*Tasks*
(1) Return the passage of the opinion piece that runs from "Bestsellers" down to "the one before.", copied word for word.
(2) Write the next part of the opinion piece on Bentley, bestsellers and The Sun, picking up after its last sentence.

*Text extract*
[START]

Bentley
On Christmas Eve it was reported that the luxury car maker Bentley had laid off its vicar just before Christmas - as he might upset non-Christian workers. After serving in the position for 10 years, Rev Francis Cooke was axed on the basis that the company needed to take a multi-faith outlook. Staff are campaigning to reinstate him. This is a perfect example of the skewed fucking country that we live in now, and the pathetic 'decision making' that goes on among idiots in positions to do more damage than good.
Ulrika Jonsson
She recently came out with a statement regarding Nigella Lawson in her column, as follows:
"Hard to believe, but Nigella's latest Italian cookbook is apparently not selling like hot biscotti. I have to admit finding her stunning to watch but impossibly irritating."
I have to disagree with Ulrika on one of those two counts; she's NOT stunning to watch (and the creepy smug grinning does nothing to help her cause).
Bestsellers
A scan of the paperbacks on the shelves of Asda revealed a pathetic twist in the make-up of the books on sale. It seems that "Fifty Shades of Grey" has encouraged numerous copycat books, and there were, on display alongside the aforementioned, no less than nine books all seemingly doing the same sort of job (blow, hand ?) for the previously ill-informed but rampant nymphomaniacs, studs and giggling aunts who have now been given a green light to read this 'soft porn that must be okay because it's in Asda'. Are we so literarily desperate that we need this tosh to fill shelves? I suppose it makes a slight change from the Knights Templar stuff and codes, and the unending supply of stories about child abuse, with each story behind the cover of a crying child trying to outdo the one before.
The Sun Bizarre Awards
These are so well-named, because 'bizarre' is certainly the case. The Bizarre Man of the Year is apparently Robbie Williams. Tragic. The Bizarre Comedian of the Year is unbelievably Jack Whitehall. He's simply not funny. These are indeed bizarre awards.
The Sun
Further disappointment regarding The Sun newspaper came on Boxing Day, with an edition comprising 80 pages, of which the space equivalent of 32 were adverts! WTF? 40% of a national newspaper given over to adverts? Criminal.

[END]

Box-labeled dataset extracts:
[START]

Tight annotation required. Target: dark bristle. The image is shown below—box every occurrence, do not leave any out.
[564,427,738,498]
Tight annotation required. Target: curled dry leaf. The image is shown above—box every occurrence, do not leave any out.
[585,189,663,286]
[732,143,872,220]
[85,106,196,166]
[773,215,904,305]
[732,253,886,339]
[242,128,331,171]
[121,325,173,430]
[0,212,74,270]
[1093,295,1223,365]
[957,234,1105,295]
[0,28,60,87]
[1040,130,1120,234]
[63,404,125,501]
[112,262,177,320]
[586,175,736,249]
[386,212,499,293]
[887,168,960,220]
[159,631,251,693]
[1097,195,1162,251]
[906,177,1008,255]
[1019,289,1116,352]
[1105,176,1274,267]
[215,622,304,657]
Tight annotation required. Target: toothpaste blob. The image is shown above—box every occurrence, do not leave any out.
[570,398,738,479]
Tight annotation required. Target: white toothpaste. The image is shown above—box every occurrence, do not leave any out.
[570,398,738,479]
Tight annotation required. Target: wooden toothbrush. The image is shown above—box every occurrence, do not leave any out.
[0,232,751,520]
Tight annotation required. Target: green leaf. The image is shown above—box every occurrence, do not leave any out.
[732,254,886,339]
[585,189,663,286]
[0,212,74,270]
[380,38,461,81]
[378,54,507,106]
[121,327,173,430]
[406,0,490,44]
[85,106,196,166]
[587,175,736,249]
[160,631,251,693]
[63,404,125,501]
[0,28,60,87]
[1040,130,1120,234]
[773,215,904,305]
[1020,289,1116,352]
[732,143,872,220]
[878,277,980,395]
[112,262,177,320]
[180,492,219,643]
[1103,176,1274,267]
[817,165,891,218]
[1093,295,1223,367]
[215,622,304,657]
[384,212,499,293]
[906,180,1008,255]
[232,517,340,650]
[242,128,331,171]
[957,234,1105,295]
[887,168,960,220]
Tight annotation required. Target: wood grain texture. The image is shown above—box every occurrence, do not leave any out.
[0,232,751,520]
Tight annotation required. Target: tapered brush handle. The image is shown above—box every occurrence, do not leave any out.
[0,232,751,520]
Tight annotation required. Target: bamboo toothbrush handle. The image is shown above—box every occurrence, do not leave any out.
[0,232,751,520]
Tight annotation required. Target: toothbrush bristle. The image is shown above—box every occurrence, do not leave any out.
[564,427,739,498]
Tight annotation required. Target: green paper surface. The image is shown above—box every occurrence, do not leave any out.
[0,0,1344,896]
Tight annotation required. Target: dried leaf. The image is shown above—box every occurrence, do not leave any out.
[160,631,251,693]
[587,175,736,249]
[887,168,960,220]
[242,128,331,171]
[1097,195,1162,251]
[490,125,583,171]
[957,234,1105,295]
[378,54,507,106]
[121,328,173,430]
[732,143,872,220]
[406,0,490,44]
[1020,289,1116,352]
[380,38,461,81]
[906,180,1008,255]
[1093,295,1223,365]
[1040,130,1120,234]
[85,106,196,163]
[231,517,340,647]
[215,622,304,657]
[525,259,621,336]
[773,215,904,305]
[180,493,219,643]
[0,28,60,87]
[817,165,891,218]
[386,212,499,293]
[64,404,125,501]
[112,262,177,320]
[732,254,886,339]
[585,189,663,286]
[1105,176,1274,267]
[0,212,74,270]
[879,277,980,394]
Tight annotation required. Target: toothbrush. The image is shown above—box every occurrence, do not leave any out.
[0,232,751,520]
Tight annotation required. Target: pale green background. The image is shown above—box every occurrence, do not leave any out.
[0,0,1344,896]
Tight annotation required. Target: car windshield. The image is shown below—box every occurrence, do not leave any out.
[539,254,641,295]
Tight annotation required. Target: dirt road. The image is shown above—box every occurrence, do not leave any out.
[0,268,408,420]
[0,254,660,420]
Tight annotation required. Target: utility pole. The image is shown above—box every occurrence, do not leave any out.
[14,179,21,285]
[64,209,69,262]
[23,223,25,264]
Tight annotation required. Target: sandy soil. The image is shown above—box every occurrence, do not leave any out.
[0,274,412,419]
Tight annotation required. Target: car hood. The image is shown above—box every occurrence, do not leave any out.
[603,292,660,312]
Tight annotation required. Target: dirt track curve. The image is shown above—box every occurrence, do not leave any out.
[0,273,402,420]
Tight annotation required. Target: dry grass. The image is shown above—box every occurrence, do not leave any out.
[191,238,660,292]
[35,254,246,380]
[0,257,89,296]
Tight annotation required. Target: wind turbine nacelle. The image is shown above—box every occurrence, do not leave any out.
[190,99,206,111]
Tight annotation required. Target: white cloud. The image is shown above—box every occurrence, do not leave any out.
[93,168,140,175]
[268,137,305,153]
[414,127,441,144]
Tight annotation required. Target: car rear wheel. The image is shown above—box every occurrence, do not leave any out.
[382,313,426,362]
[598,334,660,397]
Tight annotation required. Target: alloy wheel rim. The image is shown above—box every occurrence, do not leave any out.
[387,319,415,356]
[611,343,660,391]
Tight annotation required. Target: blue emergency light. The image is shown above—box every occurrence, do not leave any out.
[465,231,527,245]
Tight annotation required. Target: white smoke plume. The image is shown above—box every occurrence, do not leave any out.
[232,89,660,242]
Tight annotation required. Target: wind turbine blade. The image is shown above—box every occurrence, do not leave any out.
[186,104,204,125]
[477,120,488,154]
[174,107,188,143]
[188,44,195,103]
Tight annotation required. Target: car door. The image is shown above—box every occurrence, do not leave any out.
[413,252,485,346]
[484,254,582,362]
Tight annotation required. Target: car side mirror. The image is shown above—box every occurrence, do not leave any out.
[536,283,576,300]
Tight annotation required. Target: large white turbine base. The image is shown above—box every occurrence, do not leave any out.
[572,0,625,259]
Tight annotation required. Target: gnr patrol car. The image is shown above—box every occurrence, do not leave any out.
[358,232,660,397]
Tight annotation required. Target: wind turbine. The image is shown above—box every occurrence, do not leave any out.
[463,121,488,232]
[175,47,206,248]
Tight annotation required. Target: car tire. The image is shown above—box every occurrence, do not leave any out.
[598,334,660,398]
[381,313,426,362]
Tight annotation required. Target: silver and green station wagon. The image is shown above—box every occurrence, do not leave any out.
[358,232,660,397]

[END]

*Task-by-task answers*
(1)
Bestsellers
A scan of the paperbacks on the shelves of Asda revealed a pathetic twist in the make-up of the books on sale. It seems that "Fifty Shades of Grey" has encouraged numerous copycat books, and there were, on display alongside the aforementioned, no less than nine books all seemingly doing the same sort of job (blow, hand ?) for the previously ill-informed but rampant nymphomaniacs, studs and giggling aunts who have now been given a green light to read this 'soft porn that must be okay because it's in Asda'. Are we so literarily desperate that we need this tosh to fill shelves? I suppose it makes a slight change from the Knights Templar stuff and codes, and the unending supply of stories about child abuse, with each story behind the cover of a crying child trying to outdo the one before.

(2)
Disgusting Display of the Week
This was the awful ranting and raving of one Alex Ferguson, the pompous and arrogant manager of Manchester United. His display on the touchline during the match with Newcastle was woefully short of acceptable, let alone any sort of example to set to the rest of the football world. Who does he think he is? The referee should have sent him to the stands, no question. Perhaps, though, the funniest element of his performance was that during his rant at the 4th official, the camera caught him losing his chewing gum. Yes, that horrendous and monotonous jaw movement (chewing AND talking) was interrupted when in his keenness to moan, he forgot to retain control of the gum, and it popped out and fell to the grass.
Give it a year or two, and his poor gum control might be superseded by awful dribbling, as he considers retirement (oh please!).
Demba Ba
It seems that the £7.5million 'get out' clause in Ba's contract with Newcastle allows him to take £2.5million of it for himself. If that's so, then quite clearly he's going to want to leave the club in January because he'll get an instant windfall, and his new club will pay get a good player for a reasonable price in today's market. Whoever siggested this clause in the contract was: (a) An idiot - if working for Newcastle Utd, (b) A good negotiator u if an agent doing deals, or (c) A clever sod - if called Demba Ba.
Drinks Tray
Carrying four drinks on a tray is apparently an act that now requires Health & Safety training. At a restaurant in Southampton, a customer was barred from carrying the tray himself just a few yards to his table. Madness, as ever, associated with H&S matters.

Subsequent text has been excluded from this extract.